Retype the listing exactly as it stands, and keep every image out.

■ **Information shown**
***

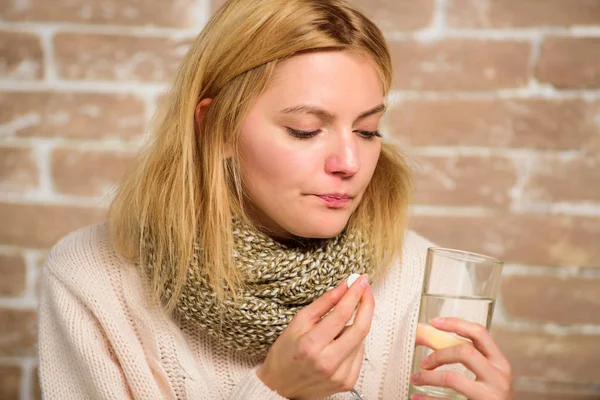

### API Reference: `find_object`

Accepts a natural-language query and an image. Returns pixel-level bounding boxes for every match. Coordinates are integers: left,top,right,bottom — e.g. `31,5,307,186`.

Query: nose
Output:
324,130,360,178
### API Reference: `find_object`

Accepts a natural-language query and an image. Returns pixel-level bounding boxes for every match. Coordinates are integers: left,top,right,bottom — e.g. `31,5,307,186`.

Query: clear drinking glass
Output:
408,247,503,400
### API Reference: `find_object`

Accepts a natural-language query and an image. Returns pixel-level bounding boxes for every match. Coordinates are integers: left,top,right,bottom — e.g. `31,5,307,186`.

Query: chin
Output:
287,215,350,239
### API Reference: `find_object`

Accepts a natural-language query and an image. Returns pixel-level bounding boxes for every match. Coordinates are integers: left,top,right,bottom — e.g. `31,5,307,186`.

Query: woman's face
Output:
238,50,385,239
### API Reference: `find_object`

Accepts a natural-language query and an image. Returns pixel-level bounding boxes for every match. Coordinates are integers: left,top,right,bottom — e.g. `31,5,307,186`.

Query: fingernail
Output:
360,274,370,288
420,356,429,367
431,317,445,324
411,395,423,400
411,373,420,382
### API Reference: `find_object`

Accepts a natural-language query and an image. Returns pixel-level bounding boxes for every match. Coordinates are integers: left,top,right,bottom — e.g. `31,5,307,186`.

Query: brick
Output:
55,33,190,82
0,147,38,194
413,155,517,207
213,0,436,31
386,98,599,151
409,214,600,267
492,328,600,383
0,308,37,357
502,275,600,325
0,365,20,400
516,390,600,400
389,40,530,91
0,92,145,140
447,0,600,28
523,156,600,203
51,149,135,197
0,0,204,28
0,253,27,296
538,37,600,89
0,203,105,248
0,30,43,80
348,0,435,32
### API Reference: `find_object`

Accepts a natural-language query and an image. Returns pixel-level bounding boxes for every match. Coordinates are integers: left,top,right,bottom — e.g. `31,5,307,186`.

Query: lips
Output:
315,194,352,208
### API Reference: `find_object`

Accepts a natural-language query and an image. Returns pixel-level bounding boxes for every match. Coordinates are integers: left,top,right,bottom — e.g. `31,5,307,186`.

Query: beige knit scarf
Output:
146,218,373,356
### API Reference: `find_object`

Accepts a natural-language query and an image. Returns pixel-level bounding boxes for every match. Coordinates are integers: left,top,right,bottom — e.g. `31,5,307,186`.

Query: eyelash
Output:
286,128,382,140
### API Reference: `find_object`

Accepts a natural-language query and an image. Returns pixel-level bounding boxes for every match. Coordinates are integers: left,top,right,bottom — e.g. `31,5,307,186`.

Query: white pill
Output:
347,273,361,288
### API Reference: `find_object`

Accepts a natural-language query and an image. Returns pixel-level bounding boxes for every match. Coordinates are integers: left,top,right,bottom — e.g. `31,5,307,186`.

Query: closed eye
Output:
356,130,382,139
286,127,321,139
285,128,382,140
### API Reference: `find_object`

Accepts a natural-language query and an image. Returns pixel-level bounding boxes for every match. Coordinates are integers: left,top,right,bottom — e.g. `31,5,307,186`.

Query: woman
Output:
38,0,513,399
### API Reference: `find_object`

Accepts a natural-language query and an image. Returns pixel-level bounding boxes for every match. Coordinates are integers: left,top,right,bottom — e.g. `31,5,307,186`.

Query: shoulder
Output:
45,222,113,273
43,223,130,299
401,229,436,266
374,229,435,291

***

■ **Task output**
### API Reference: `find_object`

Accepts a natural-language query and an image. Returns pixel-level bounding boxes for every match. Coordinates are integers: left,top,right,bottom — e.g. `31,5,307,186`.

Query: nose
Output:
324,130,360,178
### API Reference: `find_object`

Accepts a natural-language query and an image. Returns pixel-level bounding boxes for every match. Coordinates are integers: left,top,right,bottom — e.g. `31,5,307,186`.

Query: clear drinking glass
Output:
408,247,503,400
### API Reference: `find_object`

Accepts a natural-language query and an image. Returns pixel-level bounding boxes for every match. Coordinates are integers: left,top,right,bottom — e.g. `31,5,307,186`.

Query: chin
Output:
287,215,350,239
### API Reference: `find_object`

Accepts a natural-language query and an image. Returns pixel-level bounding boxes for every match. Coordinates are integers: left,top,right,bottom — e.g. `31,5,307,186`.

Query: woman's face
Output:
238,50,385,239
### API Reference: `find_object`

Accepts a natural-language query and an image. Returns pixel-level bounding boxes for every match. Coordinates are integers: left,top,right,bottom — e.g. `31,5,307,186`.

Query: fingernail
Output:
360,274,370,288
420,356,429,367
431,317,445,324
411,395,423,400
411,373,420,382
### API Reference: `find_object`

Accepts a natural-language query and an image. Returns pixel-level bounding boxes for every match. Coordinates are integers: left,top,right,bottom — e.g. `31,5,307,186`.

Query: brick
Output:
55,33,190,82
0,147,38,194
413,155,517,207
213,0,436,31
386,98,599,151
409,214,600,267
492,328,600,383
0,308,37,357
502,275,600,325
0,365,20,400
516,390,600,400
389,40,530,91
0,92,145,140
447,0,600,28
523,156,600,203
51,149,135,197
0,0,204,28
0,253,27,296
538,37,600,89
0,203,105,248
0,30,43,80
348,0,435,32
### API Reference: `find_object`

Accepts a natural-language query and an image. Returns pixel-level bounding boxes for every match. Coordinates are integers: left,top,right,bottom — e.g. `31,5,307,186`.

Query: lips
Output:
315,194,352,208
### API Reference: `find_object`

Accepts a natural-language query and an image. Returns pixel-level bounding boxes for every match. Coordinates are integers: left,top,right,bottom — e.g. `31,5,307,186`.

Query: beige knit scarf
Output:
146,218,373,356
### API Reference: `find_object`

Accepts a natural-language query and an image. Returns pixel-level bounding boxes for every match. Coordinates are integers: left,top,right,bottom — e.g. `31,5,307,186`.

Query: eyelash
Output:
286,128,382,140
### API Reference: `find_object`

Accepts a natural-language query and an image. Returns pixel-level bounding boxes for every match. Coordinates are integers: left,top,right,bottom — e.g. `31,5,307,186`.

Query: white pill
Output:
347,273,361,288
### API Reference: `find_object`

Accepts a natural-language query and an image. Returns pixel-level bounding boxes for every match. Coordinates are integers: left,top,right,bottom — e.g. `31,5,307,186`.

Query: closed eye
Output:
356,130,382,139
286,127,321,139
285,128,382,140
### API Reference: `find_object`

Accepts a natural-language query and an image. Returns pixel-level bounding boxes for every match. Coordinates are integers: left,top,right,bottom — e.g. `31,5,307,186`.

Query: woman
Output:
38,0,513,399
### API Reference: `find_object`

Accepts a natural-language query and an image. Returns pixel-level bounding boxes for every match. Coordinates are integers: left,top,right,bottom — e.g. `31,5,307,186`.

Query: shoulder
Output:
45,222,113,273
43,223,130,299
401,229,436,266
374,229,435,291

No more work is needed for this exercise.